[START OF Dataset excerpts]
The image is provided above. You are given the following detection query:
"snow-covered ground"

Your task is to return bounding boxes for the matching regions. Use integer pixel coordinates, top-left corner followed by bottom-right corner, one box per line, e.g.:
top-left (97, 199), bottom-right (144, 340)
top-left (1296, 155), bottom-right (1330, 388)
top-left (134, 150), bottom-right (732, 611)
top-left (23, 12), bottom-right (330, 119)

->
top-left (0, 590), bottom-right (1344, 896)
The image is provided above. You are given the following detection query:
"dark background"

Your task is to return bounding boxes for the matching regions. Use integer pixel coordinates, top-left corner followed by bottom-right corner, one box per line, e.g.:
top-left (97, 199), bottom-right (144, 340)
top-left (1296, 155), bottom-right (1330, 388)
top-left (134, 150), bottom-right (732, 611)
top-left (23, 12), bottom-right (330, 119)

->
[END OF Dataset excerpts]
What you are asked to do:
Reproduce the rows above without changing a single character, keeping every line in its original order.

Result of this exercise:
The image is provided above. You are given the following detection query:
"snow-covered ground"

Your task is to return bounding boxes for the matching regions. Use integer pixel coordinates, top-left corner followed by bottom-right corner, one box per line, e.g.:
top-left (97, 199), bottom-right (144, 340)
top-left (1296, 155), bottom-right (1330, 388)
top-left (134, 150), bottom-right (732, 611)
top-left (23, 12), bottom-right (330, 119)

->
top-left (0, 590), bottom-right (1344, 896)
The image is provided above. You are given the following detection query:
"dark background"

Your task is to return bounding boxes for the matching regions. Use integer pixel coordinates, top-left corner followed by bottom-right corner, one box per line, e.g.:
top-left (97, 199), bottom-right (144, 340)
top-left (1296, 155), bottom-right (1330, 388)
top-left (134, 150), bottom-right (732, 611)
top-left (23, 12), bottom-right (330, 119)

->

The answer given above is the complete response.